Quoted passage:
Semitransparent organic solar cell uses molecular asymmetry for enhanced stability

A new type of semitransparent organic solar cell (ST-OSC) with an efficiency of more than 10% has been developed, bringing us closer to a future where windows and mobile display screens could function as invisible power sources.

Professor Changduk Yang and his research team from the School of Energy and Chemical Engineering at UNIST announced the development of ST-OSCs, featuring a power conversion efficiency (PEC) of 10.81% and a visible light transmittance of 45.43%. The research is published in the journal Angewandte Chemie International Edition.

While traditional solar panels installed on rooftops or along roadsides appear dark because they absorb sunlight to generate electricity, transparent solar cells must allow most light to pass through without absorption. Developing highly efficient transparent devices has therefore been a significant challenge.

The key to this innovation lies in a specially designed photoactive layer that selectively absorbs only infrared wavelengths. This layer transmits nearly half of the visible light spectrum while harvesting energy from the invisible infrared portion of sunlight to produce electricity.

Typically, capturing infrared light results in lower efficiency compared to absorbing high-energy visible photons. However, the team overcame this obstacle through innovative molecular design of the active layer’s receptor molecules. The active layer in OSCs consists of donor and acceptor molecules that facilitate charge transfer.

The newly synthesized acceptor molecule, called 4FY, is generally symmetrical and features an A–D–A structure. Nonetheless, it was intentionally designed to induce localized asymmetry—specifically between fluorine and hydrogen atoms, and fluorine and sulfur atoms—that enhances molecular alignment and improves charge transport, leading to higher device efficiency.

First author Sangjin Yang explained, “While asymmetry can boost efficiency, it often reduces device lifespan and complicates synthesis.” He added, “Our molecular design introduces localized asymmetry within an overall symmetrical structure, leveraging the advantages of both.”

The device demonstrated impressive durability, maintaining most of its initial performance during a 134-hour outdoor cycling stability test that simulated day-night conditions. This durability is approximately 17 times greater than that of previous semi-transparent OSCs based on Y6 acceptor molecules.

Professor Yang commented, “We introduced a new approach to generating electricity from invisible light. This technology has potential applications in smartphone protective films, building windows, and transparent displays—effectively turning everyday surfaces into invisible power plants.”

Apply what you read:
A: From the article on the semitransparent solar cell, reproduce verbatim the part that opens with the words "While traditional solar" and closes with "a significant challenge.".
B: According to the article on the semitransparent solar cell, what visible light transmittance does the new device have?
C: List every potential application that Professor Yang names in his closing comment in the article on the semitransparent solar cell.

Entries contained in a dataset:
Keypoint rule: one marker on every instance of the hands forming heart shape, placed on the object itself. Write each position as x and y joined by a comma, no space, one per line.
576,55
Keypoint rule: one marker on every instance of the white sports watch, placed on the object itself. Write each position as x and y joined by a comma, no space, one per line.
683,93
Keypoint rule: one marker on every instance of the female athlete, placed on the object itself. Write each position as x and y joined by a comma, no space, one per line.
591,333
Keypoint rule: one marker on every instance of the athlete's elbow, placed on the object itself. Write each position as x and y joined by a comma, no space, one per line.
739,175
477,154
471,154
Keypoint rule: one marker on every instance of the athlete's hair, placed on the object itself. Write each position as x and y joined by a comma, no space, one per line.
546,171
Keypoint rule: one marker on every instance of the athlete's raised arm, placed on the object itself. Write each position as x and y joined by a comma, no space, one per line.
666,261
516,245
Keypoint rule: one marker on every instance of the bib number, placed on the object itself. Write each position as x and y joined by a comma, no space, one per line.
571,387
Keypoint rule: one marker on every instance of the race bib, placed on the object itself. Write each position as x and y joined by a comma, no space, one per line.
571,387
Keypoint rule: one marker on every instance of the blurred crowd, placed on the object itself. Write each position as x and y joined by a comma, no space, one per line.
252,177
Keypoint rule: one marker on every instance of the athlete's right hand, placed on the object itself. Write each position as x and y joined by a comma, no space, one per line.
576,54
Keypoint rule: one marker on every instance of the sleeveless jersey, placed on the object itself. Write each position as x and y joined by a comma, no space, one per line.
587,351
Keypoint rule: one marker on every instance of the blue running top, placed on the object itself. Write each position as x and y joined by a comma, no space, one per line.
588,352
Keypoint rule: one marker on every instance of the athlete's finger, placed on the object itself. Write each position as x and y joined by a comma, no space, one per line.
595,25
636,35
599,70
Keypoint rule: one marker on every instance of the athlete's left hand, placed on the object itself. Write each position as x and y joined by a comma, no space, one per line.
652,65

Results by task:
A:
While traditional solar panels installed on rooftops or along roadsides appear dark because they absorb sunlight to generate electricity, transparent solar cells must allow most light to pass through without absorption. Developing highly efficient transparent devices has therefore been a significant challenge.

B: 45.43%

C: Smartphone protective films, building windows, and transparent displays.